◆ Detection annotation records
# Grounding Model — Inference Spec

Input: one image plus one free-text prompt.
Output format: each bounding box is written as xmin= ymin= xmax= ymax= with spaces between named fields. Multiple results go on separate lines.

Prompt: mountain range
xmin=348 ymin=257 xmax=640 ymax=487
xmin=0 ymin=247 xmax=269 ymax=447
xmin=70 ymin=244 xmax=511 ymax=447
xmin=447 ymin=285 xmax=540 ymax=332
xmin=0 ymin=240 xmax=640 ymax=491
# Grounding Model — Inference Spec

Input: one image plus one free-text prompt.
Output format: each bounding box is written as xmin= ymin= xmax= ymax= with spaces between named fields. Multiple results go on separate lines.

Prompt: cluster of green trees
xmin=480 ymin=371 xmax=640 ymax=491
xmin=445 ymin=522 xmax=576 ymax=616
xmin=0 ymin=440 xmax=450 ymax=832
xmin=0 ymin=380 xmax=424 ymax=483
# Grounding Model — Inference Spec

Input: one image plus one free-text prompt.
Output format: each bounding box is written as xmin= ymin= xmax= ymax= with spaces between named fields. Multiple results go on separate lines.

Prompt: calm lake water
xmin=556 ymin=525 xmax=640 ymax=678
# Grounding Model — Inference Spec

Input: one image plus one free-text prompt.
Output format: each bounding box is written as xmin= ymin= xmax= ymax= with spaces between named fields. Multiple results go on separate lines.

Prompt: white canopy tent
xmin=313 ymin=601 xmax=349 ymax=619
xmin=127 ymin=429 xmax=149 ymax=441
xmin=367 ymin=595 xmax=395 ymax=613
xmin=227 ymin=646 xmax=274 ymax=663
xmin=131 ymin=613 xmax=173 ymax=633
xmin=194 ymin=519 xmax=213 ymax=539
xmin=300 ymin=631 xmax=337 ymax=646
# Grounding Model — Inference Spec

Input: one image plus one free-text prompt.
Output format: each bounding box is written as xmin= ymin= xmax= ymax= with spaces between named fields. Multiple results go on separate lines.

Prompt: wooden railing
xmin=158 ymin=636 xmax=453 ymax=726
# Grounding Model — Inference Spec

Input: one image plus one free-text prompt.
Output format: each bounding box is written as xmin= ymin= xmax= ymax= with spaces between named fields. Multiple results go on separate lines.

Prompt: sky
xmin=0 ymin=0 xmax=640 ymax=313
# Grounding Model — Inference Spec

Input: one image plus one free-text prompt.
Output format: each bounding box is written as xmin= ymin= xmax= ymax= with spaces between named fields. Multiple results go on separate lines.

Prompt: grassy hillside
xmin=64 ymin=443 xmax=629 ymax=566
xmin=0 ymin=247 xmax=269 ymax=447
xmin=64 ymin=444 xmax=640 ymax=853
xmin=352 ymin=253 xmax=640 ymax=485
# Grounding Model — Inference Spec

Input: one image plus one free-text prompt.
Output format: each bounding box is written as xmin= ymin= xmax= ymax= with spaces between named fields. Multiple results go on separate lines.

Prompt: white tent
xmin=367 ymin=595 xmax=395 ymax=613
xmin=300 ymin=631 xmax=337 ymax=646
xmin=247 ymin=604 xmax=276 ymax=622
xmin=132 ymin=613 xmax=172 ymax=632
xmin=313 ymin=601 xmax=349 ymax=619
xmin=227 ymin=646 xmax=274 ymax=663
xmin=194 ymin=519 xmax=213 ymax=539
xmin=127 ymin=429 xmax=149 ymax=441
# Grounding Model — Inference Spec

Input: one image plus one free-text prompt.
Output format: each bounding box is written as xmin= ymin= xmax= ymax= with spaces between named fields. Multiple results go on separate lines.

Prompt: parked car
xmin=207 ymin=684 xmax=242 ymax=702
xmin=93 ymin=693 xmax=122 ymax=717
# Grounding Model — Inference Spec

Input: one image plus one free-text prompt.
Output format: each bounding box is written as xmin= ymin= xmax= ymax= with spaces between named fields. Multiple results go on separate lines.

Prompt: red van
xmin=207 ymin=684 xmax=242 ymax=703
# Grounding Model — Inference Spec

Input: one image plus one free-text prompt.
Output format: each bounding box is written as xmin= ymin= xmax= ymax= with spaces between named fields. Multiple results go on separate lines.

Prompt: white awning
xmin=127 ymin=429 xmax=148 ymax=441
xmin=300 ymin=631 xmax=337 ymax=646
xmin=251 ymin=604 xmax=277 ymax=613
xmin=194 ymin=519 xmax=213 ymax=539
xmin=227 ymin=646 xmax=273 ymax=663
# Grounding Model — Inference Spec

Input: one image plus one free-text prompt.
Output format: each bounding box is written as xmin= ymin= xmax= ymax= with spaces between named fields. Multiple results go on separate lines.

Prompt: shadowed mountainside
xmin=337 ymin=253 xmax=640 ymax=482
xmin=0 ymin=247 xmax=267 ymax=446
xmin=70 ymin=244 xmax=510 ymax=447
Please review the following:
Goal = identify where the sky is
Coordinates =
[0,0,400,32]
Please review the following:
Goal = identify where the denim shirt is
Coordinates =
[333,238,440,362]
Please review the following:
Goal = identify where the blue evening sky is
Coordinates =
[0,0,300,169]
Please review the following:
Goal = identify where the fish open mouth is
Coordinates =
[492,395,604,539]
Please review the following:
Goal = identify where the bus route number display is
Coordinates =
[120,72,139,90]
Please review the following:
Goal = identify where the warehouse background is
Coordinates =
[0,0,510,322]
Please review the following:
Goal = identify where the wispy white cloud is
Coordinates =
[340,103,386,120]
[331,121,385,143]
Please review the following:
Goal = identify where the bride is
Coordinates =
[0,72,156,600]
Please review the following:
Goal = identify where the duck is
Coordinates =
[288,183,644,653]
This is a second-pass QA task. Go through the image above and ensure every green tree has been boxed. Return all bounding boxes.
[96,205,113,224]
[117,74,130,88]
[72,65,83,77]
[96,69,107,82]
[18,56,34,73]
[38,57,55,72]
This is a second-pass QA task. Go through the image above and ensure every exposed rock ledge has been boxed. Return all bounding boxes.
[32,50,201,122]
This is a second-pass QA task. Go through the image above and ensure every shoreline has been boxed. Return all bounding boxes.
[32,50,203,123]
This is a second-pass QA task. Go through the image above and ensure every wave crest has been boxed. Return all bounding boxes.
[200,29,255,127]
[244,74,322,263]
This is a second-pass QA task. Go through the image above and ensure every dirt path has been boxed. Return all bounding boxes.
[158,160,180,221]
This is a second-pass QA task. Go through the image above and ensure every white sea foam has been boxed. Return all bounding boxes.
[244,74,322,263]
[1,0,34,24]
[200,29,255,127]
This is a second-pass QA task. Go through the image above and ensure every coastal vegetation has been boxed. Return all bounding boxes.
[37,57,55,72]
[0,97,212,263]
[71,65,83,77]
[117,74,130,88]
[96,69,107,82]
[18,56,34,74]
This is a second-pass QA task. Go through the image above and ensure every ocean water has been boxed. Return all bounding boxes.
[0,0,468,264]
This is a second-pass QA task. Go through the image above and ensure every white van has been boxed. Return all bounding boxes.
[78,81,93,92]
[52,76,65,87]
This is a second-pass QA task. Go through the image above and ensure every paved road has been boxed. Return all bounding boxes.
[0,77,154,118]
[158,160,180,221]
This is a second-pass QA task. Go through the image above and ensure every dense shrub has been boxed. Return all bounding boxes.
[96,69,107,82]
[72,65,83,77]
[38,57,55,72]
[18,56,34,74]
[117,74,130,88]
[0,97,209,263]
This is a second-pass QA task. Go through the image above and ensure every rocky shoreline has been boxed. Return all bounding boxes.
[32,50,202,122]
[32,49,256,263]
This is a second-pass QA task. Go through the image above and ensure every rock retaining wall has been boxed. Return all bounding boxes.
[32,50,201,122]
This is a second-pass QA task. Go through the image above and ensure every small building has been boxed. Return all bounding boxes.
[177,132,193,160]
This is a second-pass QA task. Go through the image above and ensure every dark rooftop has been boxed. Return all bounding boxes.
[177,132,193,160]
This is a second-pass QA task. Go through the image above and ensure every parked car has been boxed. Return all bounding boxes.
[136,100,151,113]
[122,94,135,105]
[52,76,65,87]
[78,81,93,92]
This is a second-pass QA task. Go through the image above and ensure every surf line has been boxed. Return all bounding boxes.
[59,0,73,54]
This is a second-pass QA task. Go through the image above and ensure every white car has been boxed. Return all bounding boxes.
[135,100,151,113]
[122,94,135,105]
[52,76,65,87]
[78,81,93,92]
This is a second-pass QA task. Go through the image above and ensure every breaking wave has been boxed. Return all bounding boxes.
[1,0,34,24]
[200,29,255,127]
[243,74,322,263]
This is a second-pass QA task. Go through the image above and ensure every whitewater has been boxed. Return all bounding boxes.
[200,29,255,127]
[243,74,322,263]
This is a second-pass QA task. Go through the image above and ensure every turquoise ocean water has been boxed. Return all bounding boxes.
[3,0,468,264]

◆ What you should do
Render the material from the line with "shrub has been boxed. Return all bounding boxes." through the line with "[0,97,209,263]" as a Markdown table with the columns Row and Entry. Number each line, and leave out blank lines.

◆ The reply
| Row | Entry |
|---|---|
| 1 | This is a second-pass QA task. Go through the image above and ensure every dense shrub has been boxed. Return all bounding boxes. |
| 2 | [96,69,107,82] |
| 3 | [72,65,83,77] |
| 4 | [38,57,55,72] |
| 5 | [18,56,34,74] |
| 6 | [117,74,130,88] |
| 7 | [0,97,209,263] |